▸ DATA:
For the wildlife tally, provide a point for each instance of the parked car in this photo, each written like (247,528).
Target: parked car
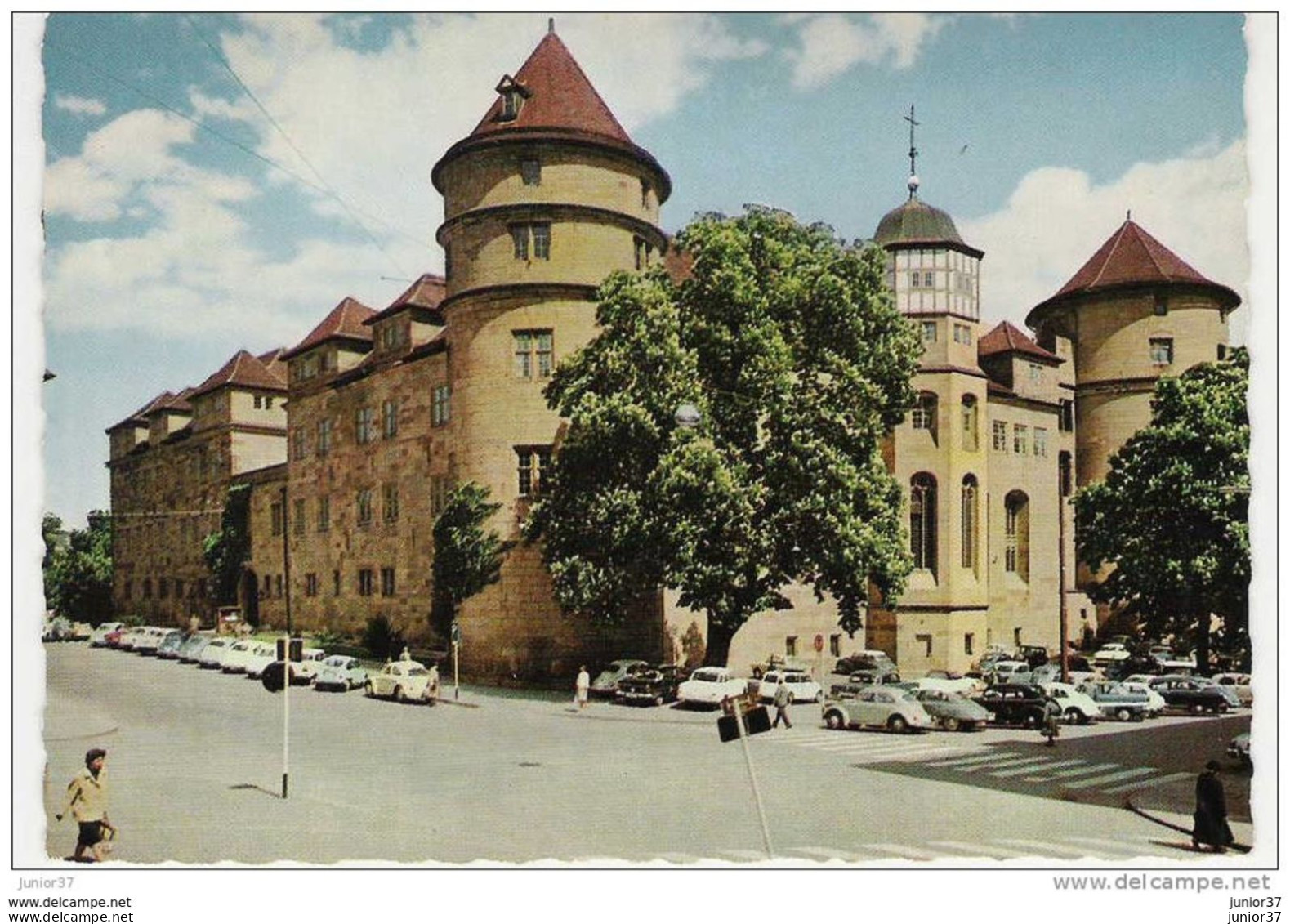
(171,645)
(650,688)
(1240,748)
(1076,706)
(191,649)
(606,681)
(949,710)
(885,706)
(340,672)
(1014,703)
(214,652)
(1194,694)
(400,681)
(1154,703)
(801,688)
(1118,701)
(98,638)
(1239,683)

▸ EXERCISE BRIEF: Please retype every line of the items above without changing anything, and leave the pictures out.

▸ TASK SOLUTION:
For the wildlife tally, provide a point for each instance of the parked car in this photo, each written like (247,528).
Target: parked car
(171,645)
(650,688)
(1240,748)
(1076,706)
(191,649)
(606,681)
(949,710)
(885,706)
(340,672)
(1014,703)
(214,652)
(1194,694)
(400,681)
(1154,703)
(801,688)
(1118,701)
(98,638)
(1239,683)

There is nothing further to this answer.